## GIVEN PASSAGE
»»
2011 was the wettest spring on record. That summer’s algae bloom, mostly poisonous blue-green algae called Microcystis, sprawled nearly 120 miles, from Toledo to past Cleveland. It produced lake-water concentrations of microcystin, a liver toxin, that were 1,200 times World Health Organization limits, tainting the drinking water for 2.8 million consumers.

Dead algae sink to the lake bed, where bacteria that decompose the algae consume most of the oxygen. In central Lake Erie, a dead zone now covers up to a third of the entire lake bottom in bad years.

“The fact that it’s bigger and longer in duration is a bad thing,” said Peter Richards, a senior research scientist at the National Center for Water Quality Research at Heidelberg University in Ohio. “Fish that like to live in cold bottom waters have to move up in the thermocline, where it’s too warm for them. They get eaten, and that tends to decrease the growth rates of a lot of the fish.”

Last spring, the rains arrived amid a record drought, and the algae retreated to waters near Toledo. “We had two extremes in two years,” Mr. Bridgeman said. “The lake responded exactly the way we thought it would.”

But no one hopes for a drought. To cut phosphorus levels this time, scientists say, the habits — and the expensive equipment — of 70,000 farmers along the Erie shore must change. Most of the phosphorus that feeds algae these days comes from farmland.

Much of the phosphorus originates near Toledo, where the Maumee River completes a 137-mile journey and empties into the lake’s shallow western basin.

The Maumee watershed is Ohio’s breadbasket, two-thirds farmland, mostly corn and soybeans. Farming there is changing radically, said Steve Davis, a watershed specialist with the United States Agriculture Department’s Natural Resource Conservation Service.

Plowing is declining; 55 percent of farmland is planted using anti-erosion methods promoted by the Resource Conservation Service, like no-till farming, in which seeds are inserted into small holes in unplowed ground. Fertilizing is now contracted to companies that cast pellets onto the bare ground from trucks, or to “factory farms” that spray liquefied animal waste on their cropland.
««
## GIVEN INFORMATION
»»
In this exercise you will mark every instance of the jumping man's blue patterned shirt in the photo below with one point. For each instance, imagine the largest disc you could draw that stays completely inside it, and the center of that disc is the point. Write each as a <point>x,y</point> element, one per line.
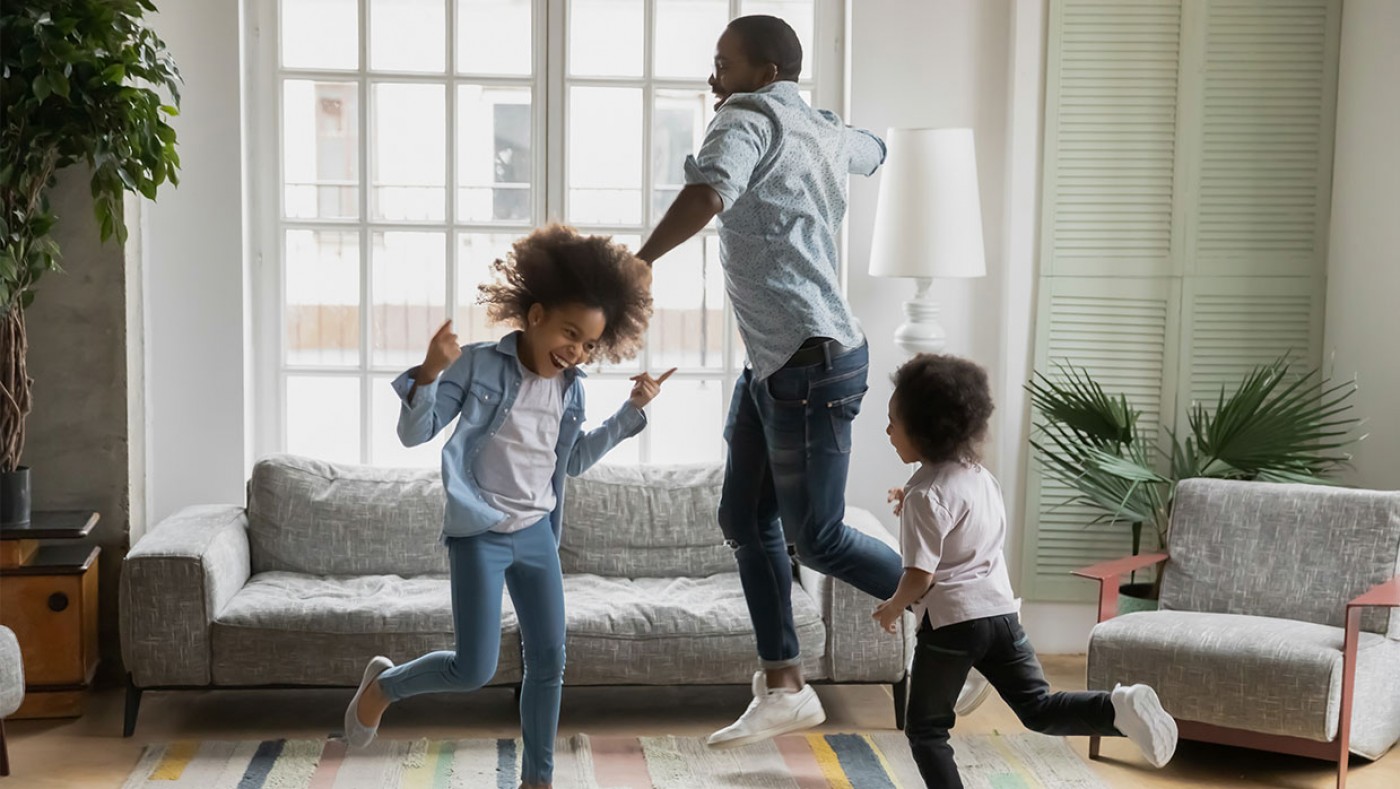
<point>780,168</point>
««
## THINGS TO DO
[A] In the passage on Lake Erie's algae blooms, how long was the bloom of summer 2011?
[B] Extend the passage on Lake Erie's algae blooms past its final sentence.

## ANSWERS TO THE PROBLEMS
[A] It sprawled nearly 120 miles, from Toledo to past Cleveland.

[B]
Mr. Davis has analyzed his watershed almost to the last cornstalk. Animal waste makes up 14 percent of all fertilizer. The rest is fertilizer pellets, 48 pounds per acre. In past days, most pellets sank into plowed soil and stayed there. Now, rain and snowmelt wash an average 1.1 of those 48 pounds off unplowed soil. Much winds up in the Maumee, then in Lake Erie.

The Maumee supplies only about 5 percent of Erie’s water, but half its phosphorus. And while algae struggle to digest ordinary phosphorus — only about 30 percent gets taken up — fertilizer phosphorus is designed for plants to use instantly.

Two other recent changes make matters still worse.

One is the zebra mussel, a foreign invader that has dominated Erie since its discovery in 1988. Millions of mussels feast on nontoxic green algae, removing competitors to the toxic Microcystis algae and decimating the base of the food chain that supports Erie’s fish. Then in a vicious cycle, mussels excrete the algae’s phosphorus, providing the Microcystis a ready-made meal.

The other is climate change. Only heavy rains wash fertilizer off farmland, and since 1940, Mr. Richards said, heavy spring rainstorms have increased by 13 percent.

The Maumee’s phosphorus can be limited, Mr. Davis says, but only if farmers change their approach. More soil testing and new G.P.S.-guided machinery can ensure that crops receive the minimum fertilizer they need. Other new equipment can put fertilizer in the ground during planting instead of pellets being broadcast in the winter. Leaving land fallow beside streams reduces runoff.

The catch is that fertilizing is already efficient: that wasted 1.1 pounds is but 2 percent of all pellets spread on Maumee-area farms. “When you’re only losing a pound per acre,” Mr. Davis said, “how do you cut it to a half?”